===== Data for this exercise

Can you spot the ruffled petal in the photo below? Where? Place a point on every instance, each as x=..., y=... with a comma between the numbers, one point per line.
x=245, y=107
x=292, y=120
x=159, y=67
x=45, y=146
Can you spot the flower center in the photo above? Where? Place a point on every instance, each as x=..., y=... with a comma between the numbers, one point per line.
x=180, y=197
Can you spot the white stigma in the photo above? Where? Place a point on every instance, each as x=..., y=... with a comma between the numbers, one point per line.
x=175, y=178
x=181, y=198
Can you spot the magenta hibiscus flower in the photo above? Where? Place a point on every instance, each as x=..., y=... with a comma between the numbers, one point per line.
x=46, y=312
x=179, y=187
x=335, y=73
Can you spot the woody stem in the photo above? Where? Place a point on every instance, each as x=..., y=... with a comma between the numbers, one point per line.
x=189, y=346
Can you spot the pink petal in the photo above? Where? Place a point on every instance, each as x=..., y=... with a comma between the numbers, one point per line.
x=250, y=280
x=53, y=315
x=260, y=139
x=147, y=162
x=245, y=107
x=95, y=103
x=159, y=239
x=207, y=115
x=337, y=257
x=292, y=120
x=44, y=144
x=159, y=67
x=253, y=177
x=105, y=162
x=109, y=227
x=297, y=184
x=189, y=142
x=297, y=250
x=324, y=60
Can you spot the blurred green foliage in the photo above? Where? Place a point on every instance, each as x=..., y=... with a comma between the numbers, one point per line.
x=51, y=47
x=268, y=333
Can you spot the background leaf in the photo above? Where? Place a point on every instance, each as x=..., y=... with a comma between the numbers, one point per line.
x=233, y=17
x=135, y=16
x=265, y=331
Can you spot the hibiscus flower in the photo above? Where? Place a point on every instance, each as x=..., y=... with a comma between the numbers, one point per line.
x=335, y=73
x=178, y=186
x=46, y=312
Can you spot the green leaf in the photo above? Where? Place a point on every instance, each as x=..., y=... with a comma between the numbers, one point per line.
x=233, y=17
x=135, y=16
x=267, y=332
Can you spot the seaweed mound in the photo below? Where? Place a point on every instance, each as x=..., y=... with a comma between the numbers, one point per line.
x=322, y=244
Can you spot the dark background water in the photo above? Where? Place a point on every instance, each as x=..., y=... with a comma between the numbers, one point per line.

==========

**Brief:**
Repeat all the items above, swapping every "spot" for "locate" and leaving everything else as it is.

**Answer to this exercise:**
Can you locate the ruffled petal in the photo below? Where? Place a point on every instance, each as x=..., y=... with a comma between the numbers, one point per line.
x=245, y=107
x=292, y=120
x=159, y=67
x=45, y=146
Can you locate the flower center in the photo above? Where? Place a point on every instance, each as x=..., y=... with a comma between the numbers, one point per line.
x=180, y=197
Can you locate the white stigma in the photo above? Where? Place a point on every instance, each as x=..., y=... with a comma between the numbers, one point per line.
x=175, y=178
x=181, y=198
Can you locate the magenta hibiscus flower in the photo above? Where? Place a point on every instance, each as x=..., y=... with a comma between the numbers, one point per line.
x=46, y=312
x=179, y=187
x=335, y=73
Can you locate the woody stem in the photo above? Where? Place a point on every instance, each as x=..., y=... with a comma between the numbers, one point per line.
x=189, y=346
Can you locate the pink petal in the photo above? Where? Place a point on every instance, each as x=..., y=... with a comma between the numbers, one point per line.
x=250, y=280
x=53, y=315
x=260, y=139
x=147, y=162
x=245, y=107
x=95, y=103
x=159, y=239
x=207, y=115
x=337, y=257
x=292, y=120
x=44, y=144
x=159, y=67
x=253, y=177
x=105, y=162
x=109, y=227
x=297, y=184
x=189, y=142
x=297, y=250
x=324, y=60
Can you locate the blurred green foliage in the photo above? Where? Place a point on every instance, each as x=..., y=... with a comma between the numbers, one point per line.
x=51, y=47
x=268, y=333
Can you locate the background leaf in the photo above? Where? Place a point on every instance, each as x=..., y=... with a comma between the numbers, one point per line.
x=233, y=17
x=135, y=16
x=265, y=331
Can you locate the hibiscus flower in the photo above? Where? Place a point on every instance, each as x=..., y=... with a comma between the numbers, one point per line.
x=335, y=73
x=178, y=186
x=46, y=312
Can you locate the green leaf in the photo above? Where? Place a point on every instance, each as x=..., y=... with a comma between the numbers, one point per line.
x=233, y=17
x=135, y=16
x=267, y=332
Can you locate the seaweed mound in the photo below? Where? Place a point on every instance, each as x=..., y=... with a comma between the numbers, one point per line.
x=322, y=244
Can you locate the dark background water in the photo above? Where? Place a point on every instance, each as x=..., y=... with a comma between the numbers, one point per line.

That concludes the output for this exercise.